■ **Task instructions**: Quote the entries in full, character for character, without their images.

+ + +

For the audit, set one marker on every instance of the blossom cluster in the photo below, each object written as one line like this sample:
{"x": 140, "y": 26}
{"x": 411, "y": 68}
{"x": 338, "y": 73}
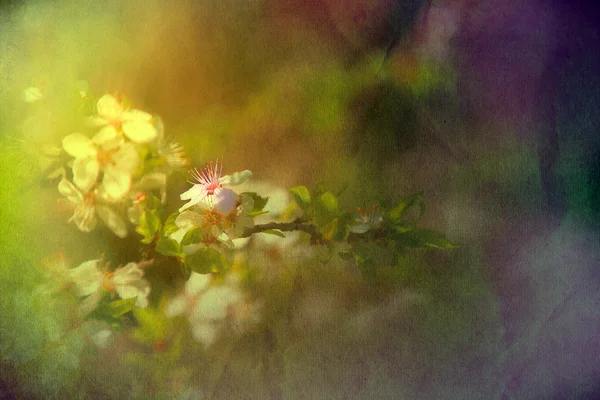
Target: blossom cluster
{"x": 94, "y": 280}
{"x": 211, "y": 305}
{"x": 115, "y": 155}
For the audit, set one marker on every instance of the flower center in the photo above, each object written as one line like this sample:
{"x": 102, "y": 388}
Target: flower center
{"x": 209, "y": 177}
{"x": 105, "y": 158}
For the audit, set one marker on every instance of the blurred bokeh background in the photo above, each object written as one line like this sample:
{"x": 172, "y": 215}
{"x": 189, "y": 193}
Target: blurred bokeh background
{"x": 491, "y": 108}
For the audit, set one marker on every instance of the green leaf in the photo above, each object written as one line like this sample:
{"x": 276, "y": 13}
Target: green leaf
{"x": 192, "y": 236}
{"x": 185, "y": 270}
{"x": 343, "y": 226}
{"x": 119, "y": 307}
{"x": 169, "y": 247}
{"x": 326, "y": 208}
{"x": 152, "y": 326}
{"x": 207, "y": 260}
{"x": 259, "y": 201}
{"x": 398, "y": 215}
{"x": 149, "y": 226}
{"x": 275, "y": 232}
{"x": 257, "y": 213}
{"x": 425, "y": 238}
{"x": 301, "y": 196}
{"x": 170, "y": 226}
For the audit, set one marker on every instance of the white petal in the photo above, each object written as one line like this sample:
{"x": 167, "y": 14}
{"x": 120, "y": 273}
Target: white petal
{"x": 194, "y": 192}
{"x": 224, "y": 201}
{"x": 85, "y": 172}
{"x": 237, "y": 178}
{"x": 109, "y": 107}
{"x": 188, "y": 219}
{"x": 113, "y": 220}
{"x": 89, "y": 304}
{"x": 87, "y": 278}
{"x": 116, "y": 183}
{"x": 176, "y": 306}
{"x": 139, "y": 131}
{"x": 197, "y": 282}
{"x": 79, "y": 145}
{"x": 214, "y": 303}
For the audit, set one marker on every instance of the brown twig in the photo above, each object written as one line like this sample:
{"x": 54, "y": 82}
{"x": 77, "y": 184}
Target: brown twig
{"x": 297, "y": 225}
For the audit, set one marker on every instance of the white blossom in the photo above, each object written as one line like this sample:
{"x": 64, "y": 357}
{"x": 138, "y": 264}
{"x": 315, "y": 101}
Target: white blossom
{"x": 209, "y": 188}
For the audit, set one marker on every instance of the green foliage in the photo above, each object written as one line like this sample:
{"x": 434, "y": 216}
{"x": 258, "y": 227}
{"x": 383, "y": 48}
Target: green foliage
{"x": 170, "y": 227}
{"x": 301, "y": 196}
{"x": 169, "y": 247}
{"x": 275, "y": 232}
{"x": 207, "y": 260}
{"x": 424, "y": 238}
{"x": 259, "y": 201}
{"x": 153, "y": 325}
{"x": 400, "y": 216}
{"x": 192, "y": 236}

+ + +

■ **Solution below**:
For the audit, set one marker on every instance of the blossom cluster in the photo below, each object written as one line like this sample:
{"x": 140, "y": 26}
{"x": 411, "y": 68}
{"x": 338, "y": 73}
Target: blossom cluster
{"x": 94, "y": 280}
{"x": 211, "y": 305}
{"x": 115, "y": 155}
For the audit, set one marker on every instance of the flower center in the photo above, each object written as one line like this sample:
{"x": 102, "y": 388}
Target: flower center
{"x": 209, "y": 177}
{"x": 105, "y": 158}
For the audit, set one marker on every instance of the blurred bokeh background in the photo above, each object written as one line like this sample:
{"x": 172, "y": 215}
{"x": 189, "y": 193}
Target: blurred bokeh background
{"x": 491, "y": 108}
For the audit, set one marker on every instance of the green leaf in the photo above, each object written as one line like this sample:
{"x": 276, "y": 13}
Target: green leaf
{"x": 192, "y": 236}
{"x": 185, "y": 270}
{"x": 343, "y": 226}
{"x": 119, "y": 307}
{"x": 169, "y": 247}
{"x": 326, "y": 208}
{"x": 152, "y": 326}
{"x": 207, "y": 260}
{"x": 259, "y": 201}
{"x": 398, "y": 215}
{"x": 149, "y": 226}
{"x": 275, "y": 232}
{"x": 257, "y": 213}
{"x": 425, "y": 238}
{"x": 301, "y": 196}
{"x": 170, "y": 226}
For the audit, set one marker on every instance of the white petal in the photo above, each object written as one line like this sample:
{"x": 167, "y": 14}
{"x": 120, "y": 273}
Target: white petal
{"x": 194, "y": 192}
{"x": 224, "y": 201}
{"x": 85, "y": 172}
{"x": 237, "y": 178}
{"x": 109, "y": 107}
{"x": 188, "y": 219}
{"x": 113, "y": 220}
{"x": 89, "y": 304}
{"x": 87, "y": 278}
{"x": 116, "y": 183}
{"x": 176, "y": 306}
{"x": 139, "y": 131}
{"x": 197, "y": 282}
{"x": 79, "y": 145}
{"x": 214, "y": 303}
For the audit, set one marker on every instance of the brown twig in the photo above, each object written as one line like this sample:
{"x": 54, "y": 82}
{"x": 77, "y": 184}
Target: brown twig
{"x": 297, "y": 225}
For the audit, set one marker on every instance of the white blossom in the photo above, each object written as one line like this sample:
{"x": 64, "y": 357}
{"x": 138, "y": 264}
{"x": 315, "y": 101}
Target: white blossom
{"x": 209, "y": 188}
For the audit, set one marker on every instance of the green foliage in the photo above, each object written as one line like this sample:
{"x": 434, "y": 216}
{"x": 258, "y": 227}
{"x": 383, "y": 48}
Target: green foliage
{"x": 170, "y": 227}
{"x": 301, "y": 196}
{"x": 169, "y": 247}
{"x": 275, "y": 232}
{"x": 207, "y": 260}
{"x": 424, "y": 238}
{"x": 259, "y": 201}
{"x": 153, "y": 325}
{"x": 400, "y": 216}
{"x": 192, "y": 236}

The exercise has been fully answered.